**Task brief:** Your task is to copy each line of the material that includes "meadow".

########

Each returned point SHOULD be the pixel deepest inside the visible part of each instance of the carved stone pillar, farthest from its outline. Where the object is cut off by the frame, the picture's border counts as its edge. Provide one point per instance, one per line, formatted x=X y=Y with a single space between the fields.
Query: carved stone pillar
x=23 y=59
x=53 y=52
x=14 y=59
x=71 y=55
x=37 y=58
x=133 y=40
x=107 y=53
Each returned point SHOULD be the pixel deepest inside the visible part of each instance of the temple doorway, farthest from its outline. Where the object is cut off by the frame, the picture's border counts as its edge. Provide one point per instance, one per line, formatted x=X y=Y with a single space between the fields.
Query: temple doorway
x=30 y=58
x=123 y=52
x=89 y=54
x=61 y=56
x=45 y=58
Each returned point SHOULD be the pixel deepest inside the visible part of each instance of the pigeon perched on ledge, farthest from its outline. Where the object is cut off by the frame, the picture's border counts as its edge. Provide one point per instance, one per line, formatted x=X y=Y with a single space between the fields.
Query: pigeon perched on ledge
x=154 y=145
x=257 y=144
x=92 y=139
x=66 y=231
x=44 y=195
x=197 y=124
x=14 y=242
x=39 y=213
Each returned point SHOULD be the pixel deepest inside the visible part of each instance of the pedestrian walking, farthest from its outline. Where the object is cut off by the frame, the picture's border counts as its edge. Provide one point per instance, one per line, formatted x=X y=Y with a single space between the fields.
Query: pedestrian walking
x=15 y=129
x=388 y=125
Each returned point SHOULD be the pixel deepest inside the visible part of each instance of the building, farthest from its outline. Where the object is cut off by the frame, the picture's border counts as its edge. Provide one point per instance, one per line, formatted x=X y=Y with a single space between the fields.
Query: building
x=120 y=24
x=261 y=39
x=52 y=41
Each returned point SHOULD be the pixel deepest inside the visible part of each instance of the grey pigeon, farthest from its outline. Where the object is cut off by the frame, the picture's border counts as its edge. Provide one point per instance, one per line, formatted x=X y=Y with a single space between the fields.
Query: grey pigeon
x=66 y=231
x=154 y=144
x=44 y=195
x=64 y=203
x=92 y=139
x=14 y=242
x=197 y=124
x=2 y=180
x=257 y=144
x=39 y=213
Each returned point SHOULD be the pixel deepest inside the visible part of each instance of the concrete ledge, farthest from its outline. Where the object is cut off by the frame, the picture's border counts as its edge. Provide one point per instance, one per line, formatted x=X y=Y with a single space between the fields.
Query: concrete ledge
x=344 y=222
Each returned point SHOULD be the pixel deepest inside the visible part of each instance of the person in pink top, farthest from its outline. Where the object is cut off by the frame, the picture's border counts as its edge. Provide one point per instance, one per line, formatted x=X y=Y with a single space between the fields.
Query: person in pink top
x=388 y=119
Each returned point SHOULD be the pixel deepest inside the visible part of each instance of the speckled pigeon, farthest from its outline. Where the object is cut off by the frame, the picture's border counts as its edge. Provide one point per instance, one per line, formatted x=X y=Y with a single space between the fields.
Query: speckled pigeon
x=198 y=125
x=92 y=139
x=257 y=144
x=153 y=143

########

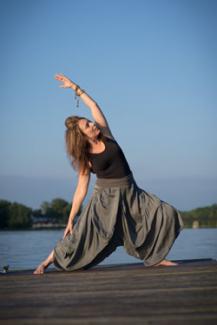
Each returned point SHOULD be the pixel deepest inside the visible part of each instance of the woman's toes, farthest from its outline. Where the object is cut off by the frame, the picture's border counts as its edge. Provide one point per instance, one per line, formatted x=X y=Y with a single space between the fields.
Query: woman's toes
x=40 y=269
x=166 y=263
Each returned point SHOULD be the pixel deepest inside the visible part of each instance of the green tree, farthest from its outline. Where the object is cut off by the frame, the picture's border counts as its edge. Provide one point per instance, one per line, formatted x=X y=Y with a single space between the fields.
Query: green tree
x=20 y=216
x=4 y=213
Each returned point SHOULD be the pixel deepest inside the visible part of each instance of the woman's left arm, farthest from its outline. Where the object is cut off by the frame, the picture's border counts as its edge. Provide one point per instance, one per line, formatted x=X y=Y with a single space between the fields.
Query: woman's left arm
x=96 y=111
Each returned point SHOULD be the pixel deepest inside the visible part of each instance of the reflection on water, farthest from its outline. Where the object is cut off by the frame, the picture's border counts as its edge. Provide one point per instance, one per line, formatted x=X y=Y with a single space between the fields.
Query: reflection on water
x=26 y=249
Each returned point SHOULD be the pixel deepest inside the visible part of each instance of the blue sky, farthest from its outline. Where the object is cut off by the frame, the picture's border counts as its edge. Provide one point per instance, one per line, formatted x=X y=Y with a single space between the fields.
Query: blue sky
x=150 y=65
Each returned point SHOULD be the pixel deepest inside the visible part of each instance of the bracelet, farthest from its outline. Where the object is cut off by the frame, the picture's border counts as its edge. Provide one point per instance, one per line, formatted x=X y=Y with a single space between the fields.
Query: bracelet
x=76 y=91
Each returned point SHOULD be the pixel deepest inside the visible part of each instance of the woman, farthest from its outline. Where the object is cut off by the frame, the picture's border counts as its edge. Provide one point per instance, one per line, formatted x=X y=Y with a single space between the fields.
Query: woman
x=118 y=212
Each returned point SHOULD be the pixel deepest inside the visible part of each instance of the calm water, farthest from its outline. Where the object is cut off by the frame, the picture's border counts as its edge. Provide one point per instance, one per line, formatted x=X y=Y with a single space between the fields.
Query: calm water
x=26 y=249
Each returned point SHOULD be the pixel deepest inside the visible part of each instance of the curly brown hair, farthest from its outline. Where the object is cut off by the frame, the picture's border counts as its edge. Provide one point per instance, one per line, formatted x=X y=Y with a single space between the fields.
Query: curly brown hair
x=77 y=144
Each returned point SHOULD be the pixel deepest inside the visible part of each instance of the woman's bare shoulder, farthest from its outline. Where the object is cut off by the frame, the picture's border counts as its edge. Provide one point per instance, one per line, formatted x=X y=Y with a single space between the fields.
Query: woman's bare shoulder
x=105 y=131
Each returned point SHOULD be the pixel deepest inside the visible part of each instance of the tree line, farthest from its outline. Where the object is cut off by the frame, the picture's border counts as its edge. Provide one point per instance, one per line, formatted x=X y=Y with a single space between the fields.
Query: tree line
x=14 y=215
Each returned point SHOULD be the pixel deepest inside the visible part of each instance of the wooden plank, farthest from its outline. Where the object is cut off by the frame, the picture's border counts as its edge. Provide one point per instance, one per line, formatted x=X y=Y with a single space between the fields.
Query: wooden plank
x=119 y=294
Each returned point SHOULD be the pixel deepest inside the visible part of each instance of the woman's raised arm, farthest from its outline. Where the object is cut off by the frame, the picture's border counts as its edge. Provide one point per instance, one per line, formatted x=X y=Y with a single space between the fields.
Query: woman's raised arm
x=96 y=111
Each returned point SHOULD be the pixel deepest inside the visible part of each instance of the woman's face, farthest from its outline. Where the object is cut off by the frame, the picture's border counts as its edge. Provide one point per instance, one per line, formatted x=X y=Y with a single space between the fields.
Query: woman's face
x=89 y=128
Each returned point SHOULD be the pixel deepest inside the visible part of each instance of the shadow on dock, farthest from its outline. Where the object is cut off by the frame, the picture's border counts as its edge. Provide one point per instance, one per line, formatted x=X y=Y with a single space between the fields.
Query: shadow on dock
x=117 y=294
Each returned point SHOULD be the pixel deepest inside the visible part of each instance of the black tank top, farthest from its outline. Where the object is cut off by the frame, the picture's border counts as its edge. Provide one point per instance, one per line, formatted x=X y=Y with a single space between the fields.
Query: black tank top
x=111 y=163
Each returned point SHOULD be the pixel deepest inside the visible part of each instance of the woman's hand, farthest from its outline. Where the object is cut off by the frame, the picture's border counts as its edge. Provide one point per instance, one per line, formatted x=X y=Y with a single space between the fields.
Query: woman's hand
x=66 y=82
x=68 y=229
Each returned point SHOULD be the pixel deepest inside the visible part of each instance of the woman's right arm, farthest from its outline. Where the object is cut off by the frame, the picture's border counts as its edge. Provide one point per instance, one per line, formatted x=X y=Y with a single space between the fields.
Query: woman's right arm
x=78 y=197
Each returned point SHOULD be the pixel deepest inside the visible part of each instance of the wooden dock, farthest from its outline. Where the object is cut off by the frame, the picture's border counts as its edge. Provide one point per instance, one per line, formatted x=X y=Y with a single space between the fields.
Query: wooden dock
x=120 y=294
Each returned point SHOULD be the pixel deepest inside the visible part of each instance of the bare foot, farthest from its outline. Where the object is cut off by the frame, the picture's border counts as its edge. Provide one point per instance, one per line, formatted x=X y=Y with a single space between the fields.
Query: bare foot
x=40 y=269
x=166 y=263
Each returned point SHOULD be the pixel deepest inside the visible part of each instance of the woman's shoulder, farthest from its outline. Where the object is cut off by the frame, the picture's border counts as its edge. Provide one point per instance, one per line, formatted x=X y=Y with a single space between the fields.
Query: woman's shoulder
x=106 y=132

########

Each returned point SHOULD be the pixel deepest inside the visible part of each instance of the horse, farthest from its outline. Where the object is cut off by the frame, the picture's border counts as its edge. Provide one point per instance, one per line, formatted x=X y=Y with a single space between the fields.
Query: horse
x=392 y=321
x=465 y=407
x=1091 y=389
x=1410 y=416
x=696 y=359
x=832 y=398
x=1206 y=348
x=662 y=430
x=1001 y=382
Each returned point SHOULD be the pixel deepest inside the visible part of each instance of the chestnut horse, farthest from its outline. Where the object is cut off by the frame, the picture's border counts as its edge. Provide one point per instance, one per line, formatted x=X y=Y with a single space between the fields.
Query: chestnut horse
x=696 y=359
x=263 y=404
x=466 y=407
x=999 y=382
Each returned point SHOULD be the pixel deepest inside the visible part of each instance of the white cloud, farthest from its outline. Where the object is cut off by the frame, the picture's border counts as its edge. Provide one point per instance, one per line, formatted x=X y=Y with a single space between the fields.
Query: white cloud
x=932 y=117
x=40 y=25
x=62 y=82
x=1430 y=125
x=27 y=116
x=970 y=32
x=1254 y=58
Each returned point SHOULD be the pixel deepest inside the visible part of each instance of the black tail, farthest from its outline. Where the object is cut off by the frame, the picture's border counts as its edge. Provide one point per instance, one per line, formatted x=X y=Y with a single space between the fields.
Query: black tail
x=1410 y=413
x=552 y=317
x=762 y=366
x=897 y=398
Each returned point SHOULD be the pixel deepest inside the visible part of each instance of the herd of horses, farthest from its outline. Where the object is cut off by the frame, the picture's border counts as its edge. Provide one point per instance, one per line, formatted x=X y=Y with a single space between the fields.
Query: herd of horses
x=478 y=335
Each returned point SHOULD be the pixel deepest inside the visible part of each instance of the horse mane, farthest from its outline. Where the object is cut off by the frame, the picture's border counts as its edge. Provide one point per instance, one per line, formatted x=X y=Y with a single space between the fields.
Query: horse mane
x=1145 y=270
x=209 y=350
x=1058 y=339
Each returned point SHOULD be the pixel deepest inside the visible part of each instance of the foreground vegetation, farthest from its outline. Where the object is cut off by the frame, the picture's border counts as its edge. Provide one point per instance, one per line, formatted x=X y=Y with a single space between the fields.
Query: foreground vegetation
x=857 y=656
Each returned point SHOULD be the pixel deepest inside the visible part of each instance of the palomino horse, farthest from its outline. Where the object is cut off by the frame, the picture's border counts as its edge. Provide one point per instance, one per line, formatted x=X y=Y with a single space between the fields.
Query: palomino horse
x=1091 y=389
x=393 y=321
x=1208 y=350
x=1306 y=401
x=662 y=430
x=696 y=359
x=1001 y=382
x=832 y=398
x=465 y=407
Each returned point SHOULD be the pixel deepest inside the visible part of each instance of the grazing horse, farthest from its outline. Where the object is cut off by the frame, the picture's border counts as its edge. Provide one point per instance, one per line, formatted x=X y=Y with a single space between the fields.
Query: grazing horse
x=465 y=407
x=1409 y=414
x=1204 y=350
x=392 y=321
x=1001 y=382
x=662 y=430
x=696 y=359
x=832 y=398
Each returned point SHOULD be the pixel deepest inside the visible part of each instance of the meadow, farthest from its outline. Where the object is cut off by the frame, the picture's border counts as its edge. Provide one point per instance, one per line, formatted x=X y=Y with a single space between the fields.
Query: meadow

########

**Solution below:**
Each returned point SHOULD be the pixel deepest inside the visible part of each instance of the meadow, farthest from its outline. Where the object is cut off by the frame, the picture's border counts as its edge. Provide one point per instance, one per line, formatted x=X y=Y with a single space between the fields.
Query: meadow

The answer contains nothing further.